- [DATASET CONTENT]:

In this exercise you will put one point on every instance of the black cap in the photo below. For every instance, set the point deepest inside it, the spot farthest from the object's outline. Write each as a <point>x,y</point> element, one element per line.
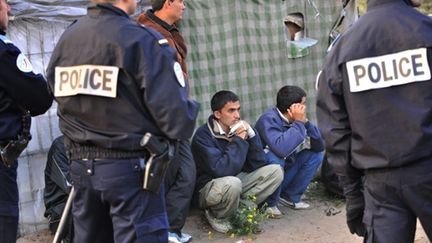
<point>157,4</point>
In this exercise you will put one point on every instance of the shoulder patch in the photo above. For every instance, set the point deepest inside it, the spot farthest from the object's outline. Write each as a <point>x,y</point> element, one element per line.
<point>388,70</point>
<point>163,41</point>
<point>23,64</point>
<point>5,39</point>
<point>179,74</point>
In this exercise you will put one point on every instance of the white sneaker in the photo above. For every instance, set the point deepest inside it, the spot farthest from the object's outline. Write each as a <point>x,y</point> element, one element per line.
<point>175,238</point>
<point>219,225</point>
<point>185,237</point>
<point>299,205</point>
<point>274,212</point>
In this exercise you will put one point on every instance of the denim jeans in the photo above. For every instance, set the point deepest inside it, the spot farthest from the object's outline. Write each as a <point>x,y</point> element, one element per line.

- [TASK BRIEF]:
Transcribe the records word for word, starting at their very beginning and ending at the line that contains "<point>157,4</point>". Leave the pictures out of your answer.

- [THE SOLUTION]:
In this exercise you will put one point on every instance of the black cap in the photo below. For every instance, set the point deepest inside it, the spot farthest from the object's outline. Write each as a <point>x,y</point> element, one element per line.
<point>157,4</point>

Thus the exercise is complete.